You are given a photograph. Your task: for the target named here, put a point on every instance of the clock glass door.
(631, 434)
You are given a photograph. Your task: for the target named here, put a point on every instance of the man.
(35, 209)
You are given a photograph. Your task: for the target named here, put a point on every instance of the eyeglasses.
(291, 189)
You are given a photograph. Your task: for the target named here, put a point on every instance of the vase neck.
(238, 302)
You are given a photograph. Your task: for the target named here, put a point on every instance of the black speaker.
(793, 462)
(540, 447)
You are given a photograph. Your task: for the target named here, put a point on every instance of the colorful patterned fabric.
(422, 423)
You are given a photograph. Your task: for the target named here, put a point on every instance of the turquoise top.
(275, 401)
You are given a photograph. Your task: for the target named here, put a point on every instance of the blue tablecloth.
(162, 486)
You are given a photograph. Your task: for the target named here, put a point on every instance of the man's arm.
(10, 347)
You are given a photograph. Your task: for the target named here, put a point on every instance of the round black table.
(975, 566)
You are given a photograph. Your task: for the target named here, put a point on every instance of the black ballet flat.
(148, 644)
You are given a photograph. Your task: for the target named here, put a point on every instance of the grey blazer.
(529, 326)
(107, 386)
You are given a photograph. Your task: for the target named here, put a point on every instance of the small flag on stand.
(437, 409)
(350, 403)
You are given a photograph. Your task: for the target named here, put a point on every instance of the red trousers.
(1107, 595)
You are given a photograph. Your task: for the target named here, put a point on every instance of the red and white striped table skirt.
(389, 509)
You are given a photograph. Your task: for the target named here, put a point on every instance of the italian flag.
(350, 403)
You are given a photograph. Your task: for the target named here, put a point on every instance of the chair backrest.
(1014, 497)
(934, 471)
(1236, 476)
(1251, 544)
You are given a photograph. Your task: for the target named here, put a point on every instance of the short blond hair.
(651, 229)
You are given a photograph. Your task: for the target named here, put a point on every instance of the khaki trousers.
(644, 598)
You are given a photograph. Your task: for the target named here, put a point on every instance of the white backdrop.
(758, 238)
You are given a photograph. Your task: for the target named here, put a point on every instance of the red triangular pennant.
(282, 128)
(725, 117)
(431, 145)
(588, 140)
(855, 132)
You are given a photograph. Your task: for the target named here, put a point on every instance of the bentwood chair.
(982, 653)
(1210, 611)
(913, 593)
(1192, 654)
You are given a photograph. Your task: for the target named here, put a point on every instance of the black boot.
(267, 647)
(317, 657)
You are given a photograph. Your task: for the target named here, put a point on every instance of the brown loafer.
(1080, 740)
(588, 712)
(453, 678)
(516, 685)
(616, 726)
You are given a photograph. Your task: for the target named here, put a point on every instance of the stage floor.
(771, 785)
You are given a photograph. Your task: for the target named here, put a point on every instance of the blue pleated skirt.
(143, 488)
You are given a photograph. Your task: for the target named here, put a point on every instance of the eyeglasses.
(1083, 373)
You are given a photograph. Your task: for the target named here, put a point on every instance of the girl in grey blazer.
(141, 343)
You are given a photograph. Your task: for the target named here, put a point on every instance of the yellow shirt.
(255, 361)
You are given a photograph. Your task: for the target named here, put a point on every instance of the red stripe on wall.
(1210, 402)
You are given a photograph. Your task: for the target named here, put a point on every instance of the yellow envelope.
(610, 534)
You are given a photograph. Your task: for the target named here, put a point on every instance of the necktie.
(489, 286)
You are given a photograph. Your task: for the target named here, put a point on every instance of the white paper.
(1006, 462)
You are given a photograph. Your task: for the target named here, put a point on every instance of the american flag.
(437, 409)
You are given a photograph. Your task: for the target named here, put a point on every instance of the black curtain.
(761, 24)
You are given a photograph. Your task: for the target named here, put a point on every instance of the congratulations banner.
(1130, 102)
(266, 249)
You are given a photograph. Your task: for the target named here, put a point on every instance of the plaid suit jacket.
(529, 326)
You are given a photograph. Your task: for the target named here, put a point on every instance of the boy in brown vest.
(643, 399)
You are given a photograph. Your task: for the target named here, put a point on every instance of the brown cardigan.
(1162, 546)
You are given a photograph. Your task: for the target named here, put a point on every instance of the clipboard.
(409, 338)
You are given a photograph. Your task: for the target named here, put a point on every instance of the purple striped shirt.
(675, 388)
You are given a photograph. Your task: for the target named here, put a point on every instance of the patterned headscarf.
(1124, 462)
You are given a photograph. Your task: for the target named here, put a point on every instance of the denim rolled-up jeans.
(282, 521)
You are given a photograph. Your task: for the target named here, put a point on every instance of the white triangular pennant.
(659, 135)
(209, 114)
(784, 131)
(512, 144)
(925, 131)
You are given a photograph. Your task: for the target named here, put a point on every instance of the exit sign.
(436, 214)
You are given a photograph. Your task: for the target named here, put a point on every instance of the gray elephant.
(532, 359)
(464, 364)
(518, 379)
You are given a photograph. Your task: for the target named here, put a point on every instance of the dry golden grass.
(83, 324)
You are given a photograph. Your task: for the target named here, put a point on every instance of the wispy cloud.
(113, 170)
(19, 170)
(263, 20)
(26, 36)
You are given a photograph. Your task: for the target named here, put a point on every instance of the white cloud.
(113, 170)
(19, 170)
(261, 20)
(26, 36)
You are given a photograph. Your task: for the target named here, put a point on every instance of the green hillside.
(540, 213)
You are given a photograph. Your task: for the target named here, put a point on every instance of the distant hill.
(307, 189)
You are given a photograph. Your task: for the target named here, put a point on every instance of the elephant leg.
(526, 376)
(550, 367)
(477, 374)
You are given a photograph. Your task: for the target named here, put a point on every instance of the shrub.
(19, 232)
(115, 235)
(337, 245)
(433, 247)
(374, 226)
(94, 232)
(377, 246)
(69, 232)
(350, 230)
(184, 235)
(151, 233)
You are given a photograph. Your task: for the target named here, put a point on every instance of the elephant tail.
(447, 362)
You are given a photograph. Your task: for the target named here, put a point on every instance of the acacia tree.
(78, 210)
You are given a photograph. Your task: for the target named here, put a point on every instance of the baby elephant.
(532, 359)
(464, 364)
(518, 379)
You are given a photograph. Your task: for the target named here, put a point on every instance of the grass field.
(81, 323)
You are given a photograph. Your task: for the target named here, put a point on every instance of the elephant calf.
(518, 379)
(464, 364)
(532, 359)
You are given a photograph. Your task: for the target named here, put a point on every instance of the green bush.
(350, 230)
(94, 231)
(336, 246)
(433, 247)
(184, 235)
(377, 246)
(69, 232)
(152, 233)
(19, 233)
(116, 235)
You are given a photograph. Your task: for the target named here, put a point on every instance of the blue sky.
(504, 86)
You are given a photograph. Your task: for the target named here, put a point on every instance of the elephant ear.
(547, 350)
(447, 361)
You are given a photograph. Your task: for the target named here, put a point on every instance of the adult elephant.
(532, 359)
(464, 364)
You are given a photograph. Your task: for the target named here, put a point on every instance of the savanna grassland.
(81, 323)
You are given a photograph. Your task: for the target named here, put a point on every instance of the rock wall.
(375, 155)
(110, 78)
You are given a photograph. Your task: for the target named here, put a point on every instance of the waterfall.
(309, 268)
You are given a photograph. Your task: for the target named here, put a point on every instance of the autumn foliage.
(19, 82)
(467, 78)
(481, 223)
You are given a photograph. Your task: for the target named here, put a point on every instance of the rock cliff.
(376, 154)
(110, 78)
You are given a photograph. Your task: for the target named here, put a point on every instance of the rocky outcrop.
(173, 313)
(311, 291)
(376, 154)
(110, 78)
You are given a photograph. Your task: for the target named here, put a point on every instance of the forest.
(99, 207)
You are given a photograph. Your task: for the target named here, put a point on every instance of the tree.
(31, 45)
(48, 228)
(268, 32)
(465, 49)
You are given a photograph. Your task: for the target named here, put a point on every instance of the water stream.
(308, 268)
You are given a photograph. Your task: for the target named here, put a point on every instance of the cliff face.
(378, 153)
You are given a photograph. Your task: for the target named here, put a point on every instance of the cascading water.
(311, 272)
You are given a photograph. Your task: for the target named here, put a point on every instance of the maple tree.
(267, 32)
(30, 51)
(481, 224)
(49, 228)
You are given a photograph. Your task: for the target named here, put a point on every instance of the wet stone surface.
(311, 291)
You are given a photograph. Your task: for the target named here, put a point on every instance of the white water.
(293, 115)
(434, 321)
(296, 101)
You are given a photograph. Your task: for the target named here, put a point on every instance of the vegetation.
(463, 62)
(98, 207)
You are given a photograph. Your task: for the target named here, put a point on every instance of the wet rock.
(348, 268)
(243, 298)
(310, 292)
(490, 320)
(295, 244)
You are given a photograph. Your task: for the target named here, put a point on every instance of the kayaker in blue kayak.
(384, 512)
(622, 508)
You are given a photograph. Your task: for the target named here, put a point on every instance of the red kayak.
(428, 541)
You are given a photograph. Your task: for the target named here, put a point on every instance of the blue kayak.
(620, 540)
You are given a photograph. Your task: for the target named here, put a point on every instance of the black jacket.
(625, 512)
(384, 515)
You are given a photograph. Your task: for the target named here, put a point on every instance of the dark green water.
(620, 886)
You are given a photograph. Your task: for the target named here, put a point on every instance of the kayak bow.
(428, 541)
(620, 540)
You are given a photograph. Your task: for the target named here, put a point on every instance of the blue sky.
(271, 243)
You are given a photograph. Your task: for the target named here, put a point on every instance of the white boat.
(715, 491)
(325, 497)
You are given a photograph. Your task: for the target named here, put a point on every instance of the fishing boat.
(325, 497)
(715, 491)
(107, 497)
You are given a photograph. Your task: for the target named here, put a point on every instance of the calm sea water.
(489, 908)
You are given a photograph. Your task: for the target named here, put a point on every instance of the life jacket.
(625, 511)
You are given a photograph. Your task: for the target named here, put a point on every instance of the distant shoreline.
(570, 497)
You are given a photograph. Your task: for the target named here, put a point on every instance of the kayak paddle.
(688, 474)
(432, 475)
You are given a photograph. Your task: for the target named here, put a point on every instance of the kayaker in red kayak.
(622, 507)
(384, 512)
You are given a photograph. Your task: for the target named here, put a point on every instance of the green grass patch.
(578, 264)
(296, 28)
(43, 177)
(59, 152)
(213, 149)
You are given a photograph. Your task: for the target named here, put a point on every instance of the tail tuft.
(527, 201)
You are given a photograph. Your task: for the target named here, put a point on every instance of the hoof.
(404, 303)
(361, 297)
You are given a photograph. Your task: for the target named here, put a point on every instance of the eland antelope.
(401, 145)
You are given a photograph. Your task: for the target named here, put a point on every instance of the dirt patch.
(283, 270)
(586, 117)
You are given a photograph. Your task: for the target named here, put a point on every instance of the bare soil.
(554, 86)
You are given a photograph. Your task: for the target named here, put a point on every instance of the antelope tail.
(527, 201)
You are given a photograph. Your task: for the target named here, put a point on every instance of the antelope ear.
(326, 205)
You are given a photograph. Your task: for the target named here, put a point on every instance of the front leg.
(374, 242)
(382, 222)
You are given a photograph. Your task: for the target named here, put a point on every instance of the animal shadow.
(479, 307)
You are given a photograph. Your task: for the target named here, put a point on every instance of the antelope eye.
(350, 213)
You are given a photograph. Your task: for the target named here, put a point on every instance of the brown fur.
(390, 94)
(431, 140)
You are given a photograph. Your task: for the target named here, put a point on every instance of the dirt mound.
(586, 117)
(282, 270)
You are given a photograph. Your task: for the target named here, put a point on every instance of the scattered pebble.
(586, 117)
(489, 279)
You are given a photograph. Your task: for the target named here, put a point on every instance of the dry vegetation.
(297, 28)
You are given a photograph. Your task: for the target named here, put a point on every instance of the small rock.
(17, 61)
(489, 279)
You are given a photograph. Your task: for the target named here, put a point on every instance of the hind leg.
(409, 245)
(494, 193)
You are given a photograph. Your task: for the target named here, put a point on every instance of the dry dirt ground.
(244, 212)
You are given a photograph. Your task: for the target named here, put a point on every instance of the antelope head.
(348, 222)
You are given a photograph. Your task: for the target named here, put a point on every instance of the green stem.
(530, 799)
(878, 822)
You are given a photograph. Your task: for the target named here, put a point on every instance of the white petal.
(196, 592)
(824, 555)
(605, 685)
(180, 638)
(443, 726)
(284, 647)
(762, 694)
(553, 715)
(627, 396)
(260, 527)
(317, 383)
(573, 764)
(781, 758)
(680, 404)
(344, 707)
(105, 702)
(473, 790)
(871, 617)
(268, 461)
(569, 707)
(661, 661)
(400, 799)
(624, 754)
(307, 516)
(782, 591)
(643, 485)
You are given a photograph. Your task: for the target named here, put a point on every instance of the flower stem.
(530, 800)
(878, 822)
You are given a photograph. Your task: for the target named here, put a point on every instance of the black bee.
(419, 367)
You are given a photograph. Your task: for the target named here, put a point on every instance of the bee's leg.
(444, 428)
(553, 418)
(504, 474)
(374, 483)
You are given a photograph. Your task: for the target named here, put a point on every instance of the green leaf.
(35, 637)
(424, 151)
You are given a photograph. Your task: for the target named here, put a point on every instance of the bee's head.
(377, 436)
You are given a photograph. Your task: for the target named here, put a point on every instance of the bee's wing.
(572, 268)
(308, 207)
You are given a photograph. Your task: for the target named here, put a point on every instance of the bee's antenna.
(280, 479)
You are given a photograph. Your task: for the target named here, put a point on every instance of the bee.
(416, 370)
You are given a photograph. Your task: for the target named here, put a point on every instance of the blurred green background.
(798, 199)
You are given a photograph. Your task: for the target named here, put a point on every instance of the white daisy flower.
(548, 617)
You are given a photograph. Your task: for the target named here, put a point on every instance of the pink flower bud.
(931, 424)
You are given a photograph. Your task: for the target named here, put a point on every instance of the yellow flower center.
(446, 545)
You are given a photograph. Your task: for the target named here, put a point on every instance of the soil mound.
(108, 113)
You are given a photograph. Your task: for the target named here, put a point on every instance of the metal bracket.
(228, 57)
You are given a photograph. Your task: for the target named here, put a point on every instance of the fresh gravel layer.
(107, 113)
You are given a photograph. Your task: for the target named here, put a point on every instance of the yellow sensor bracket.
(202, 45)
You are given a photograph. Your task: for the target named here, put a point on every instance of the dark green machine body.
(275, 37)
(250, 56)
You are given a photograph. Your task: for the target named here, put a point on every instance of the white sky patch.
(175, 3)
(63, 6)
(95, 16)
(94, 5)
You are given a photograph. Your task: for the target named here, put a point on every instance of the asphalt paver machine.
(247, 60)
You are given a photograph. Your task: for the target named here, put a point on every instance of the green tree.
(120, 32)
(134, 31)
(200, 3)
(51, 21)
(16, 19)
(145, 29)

· · · · · · ·

> _WHAT YOU WILL DO_
Copy exactly the line that contains "green machine body." and every line after it, up to and including the last line of the records.

> _ANSWER TO THIS PROBLEM_
You are given a photograph. Your task: for the target named here, put a point on every instance of the dark green machine body.
(275, 37)
(250, 56)
You are given a photograph. Your task: for the target named here, put a point on every instance of the white sky patch.
(175, 3)
(63, 6)
(95, 16)
(94, 5)
You are given a photograph. Your task: for the target named here, put a point on every instance of the asphalt paver machine.
(247, 60)
You are given a photograph. Your task: for the target named here, put a point on every instance of the green tree.
(120, 32)
(134, 31)
(200, 3)
(51, 21)
(16, 19)
(145, 29)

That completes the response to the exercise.